**Available data:**

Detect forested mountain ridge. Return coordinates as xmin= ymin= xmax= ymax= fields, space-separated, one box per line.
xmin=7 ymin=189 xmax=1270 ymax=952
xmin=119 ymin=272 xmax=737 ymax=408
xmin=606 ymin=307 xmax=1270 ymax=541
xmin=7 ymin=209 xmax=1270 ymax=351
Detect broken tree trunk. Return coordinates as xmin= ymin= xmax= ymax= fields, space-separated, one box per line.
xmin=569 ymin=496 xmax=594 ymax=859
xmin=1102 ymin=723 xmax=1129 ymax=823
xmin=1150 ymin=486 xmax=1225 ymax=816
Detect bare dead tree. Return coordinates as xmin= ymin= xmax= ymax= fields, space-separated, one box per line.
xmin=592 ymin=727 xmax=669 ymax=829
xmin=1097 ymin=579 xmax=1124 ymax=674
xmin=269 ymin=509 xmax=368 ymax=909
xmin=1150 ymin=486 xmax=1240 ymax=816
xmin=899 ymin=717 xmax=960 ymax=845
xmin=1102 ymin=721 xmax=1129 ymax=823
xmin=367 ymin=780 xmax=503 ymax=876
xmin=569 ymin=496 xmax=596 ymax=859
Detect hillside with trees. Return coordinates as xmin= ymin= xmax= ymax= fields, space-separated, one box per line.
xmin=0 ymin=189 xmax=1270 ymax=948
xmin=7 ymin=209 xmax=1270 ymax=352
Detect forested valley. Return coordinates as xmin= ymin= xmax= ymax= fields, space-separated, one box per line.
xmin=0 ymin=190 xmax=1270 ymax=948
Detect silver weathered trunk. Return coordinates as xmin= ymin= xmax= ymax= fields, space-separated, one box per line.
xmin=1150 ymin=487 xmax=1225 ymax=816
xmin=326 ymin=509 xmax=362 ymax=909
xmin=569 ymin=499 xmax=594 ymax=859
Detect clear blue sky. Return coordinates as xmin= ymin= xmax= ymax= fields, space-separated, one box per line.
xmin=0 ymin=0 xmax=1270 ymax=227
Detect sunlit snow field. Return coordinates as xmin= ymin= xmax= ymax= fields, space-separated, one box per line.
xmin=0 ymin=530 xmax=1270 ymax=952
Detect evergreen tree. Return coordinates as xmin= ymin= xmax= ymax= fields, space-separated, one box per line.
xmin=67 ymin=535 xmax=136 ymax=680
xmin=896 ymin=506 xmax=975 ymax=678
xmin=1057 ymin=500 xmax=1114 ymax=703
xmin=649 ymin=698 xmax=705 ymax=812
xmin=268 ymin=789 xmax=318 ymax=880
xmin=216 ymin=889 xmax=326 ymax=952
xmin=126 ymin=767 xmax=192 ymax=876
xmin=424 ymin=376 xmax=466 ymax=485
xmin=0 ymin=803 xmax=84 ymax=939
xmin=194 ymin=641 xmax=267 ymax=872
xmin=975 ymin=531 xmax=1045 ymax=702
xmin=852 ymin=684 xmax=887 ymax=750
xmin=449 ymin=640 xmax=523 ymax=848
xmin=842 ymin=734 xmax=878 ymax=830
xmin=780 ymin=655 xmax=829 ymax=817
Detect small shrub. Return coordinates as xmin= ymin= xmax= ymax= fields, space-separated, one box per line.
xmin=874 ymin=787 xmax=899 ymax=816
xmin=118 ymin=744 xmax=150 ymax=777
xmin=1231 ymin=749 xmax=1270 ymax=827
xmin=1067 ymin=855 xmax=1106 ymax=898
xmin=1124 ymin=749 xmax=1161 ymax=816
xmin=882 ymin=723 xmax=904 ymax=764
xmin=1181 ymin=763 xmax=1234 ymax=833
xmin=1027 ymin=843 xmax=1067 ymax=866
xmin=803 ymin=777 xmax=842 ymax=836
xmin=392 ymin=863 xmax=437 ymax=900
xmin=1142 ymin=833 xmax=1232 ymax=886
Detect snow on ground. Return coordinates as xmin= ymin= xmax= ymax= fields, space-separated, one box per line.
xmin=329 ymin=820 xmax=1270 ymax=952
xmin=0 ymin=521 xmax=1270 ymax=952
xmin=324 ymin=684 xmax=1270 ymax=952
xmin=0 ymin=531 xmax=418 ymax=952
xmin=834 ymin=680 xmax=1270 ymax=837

**Prompt:** Reproduce all of the material above verbatim, line for line and in its original order.

**Correct result:**
Detect forested mountain ridge. Return coordinates as xmin= ymin= xmax= ymax= fields, space-separated, one box per line.
xmin=7 ymin=189 xmax=1270 ymax=952
xmin=119 ymin=272 xmax=737 ymax=408
xmin=606 ymin=307 xmax=1270 ymax=541
xmin=7 ymin=209 xmax=1270 ymax=351
Detect broken tree trunk. Return coordinates as xmin= ymin= xmax= ymax= fields, space-separated, one box per line.
xmin=569 ymin=496 xmax=594 ymax=859
xmin=1102 ymin=723 xmax=1129 ymax=823
xmin=1150 ymin=486 xmax=1225 ymax=816
Detect bare dead tree. Return coordinates as xmin= ymin= xmax= ymax= fields, space-separated, one box per line.
xmin=592 ymin=727 xmax=669 ymax=829
xmin=1097 ymin=579 xmax=1124 ymax=674
xmin=269 ymin=509 xmax=368 ymax=909
xmin=1150 ymin=486 xmax=1240 ymax=816
xmin=899 ymin=717 xmax=960 ymax=845
xmin=1102 ymin=721 xmax=1129 ymax=823
xmin=367 ymin=780 xmax=503 ymax=876
xmin=569 ymin=496 xmax=596 ymax=859
Detect hillside with trees. Return coordinates as xmin= ymin= xmax= ymax= fields, space-separated, one box per line.
xmin=0 ymin=189 xmax=1270 ymax=948
xmin=7 ymin=209 xmax=1270 ymax=352
Detect forested valley. Return coordinates as xmin= ymin= xmax= ymax= fields, space-separated, one box per line.
xmin=0 ymin=190 xmax=1270 ymax=948
Detect silver weathered trunk. Return coordinates as xmin= ymin= xmax= ymax= fields, space-separated, one box per line.
xmin=1150 ymin=487 xmax=1225 ymax=816
xmin=326 ymin=509 xmax=362 ymax=909
xmin=569 ymin=499 xmax=594 ymax=859
Detect clear blue sky. Return coordinates as xmin= ymin= xmax= ymax= fields, space-separated, one box per line.
xmin=0 ymin=0 xmax=1270 ymax=227
Detect sunlit snow field. Return coordinates as xmin= ymin= xmax= ymax= fields, space-separated, one box per line.
xmin=0 ymin=530 xmax=1270 ymax=952
Detect evergreen tree. Return coordinates as xmin= ymin= xmax= ymax= fields, space-separated, one box per line.
xmin=67 ymin=535 xmax=136 ymax=680
xmin=896 ymin=506 xmax=975 ymax=678
xmin=1057 ymin=500 xmax=1114 ymax=703
xmin=649 ymin=698 xmax=705 ymax=812
xmin=268 ymin=789 xmax=318 ymax=880
xmin=216 ymin=889 xmax=326 ymax=952
xmin=126 ymin=767 xmax=192 ymax=876
xmin=424 ymin=376 xmax=466 ymax=485
xmin=0 ymin=803 xmax=84 ymax=939
xmin=194 ymin=641 xmax=267 ymax=872
xmin=975 ymin=531 xmax=1045 ymax=702
xmin=852 ymin=684 xmax=887 ymax=750
xmin=449 ymin=640 xmax=523 ymax=848
xmin=842 ymin=734 xmax=878 ymax=830
xmin=780 ymin=655 xmax=829 ymax=817
Detect small shrub. Return coordinates as xmin= ymin= xmax= ymax= fields, space-separated, one box per line.
xmin=874 ymin=787 xmax=899 ymax=816
xmin=118 ymin=744 xmax=150 ymax=777
xmin=1231 ymin=749 xmax=1270 ymax=827
xmin=1067 ymin=855 xmax=1106 ymax=898
xmin=1124 ymin=749 xmax=1161 ymax=816
xmin=882 ymin=723 xmax=904 ymax=764
xmin=1181 ymin=763 xmax=1234 ymax=833
xmin=1027 ymin=843 xmax=1067 ymax=866
xmin=803 ymin=777 xmax=842 ymax=836
xmin=392 ymin=863 xmax=437 ymax=900
xmin=1142 ymin=833 xmax=1232 ymax=886
Detect snow on ground. Return coordinates as xmin= ymin= xmax= ymax= fields, space-separated, one box per line.
xmin=329 ymin=820 xmax=1270 ymax=952
xmin=0 ymin=521 xmax=1270 ymax=952
xmin=324 ymin=684 xmax=1270 ymax=952
xmin=0 ymin=531 xmax=418 ymax=952
xmin=834 ymin=680 xmax=1270 ymax=837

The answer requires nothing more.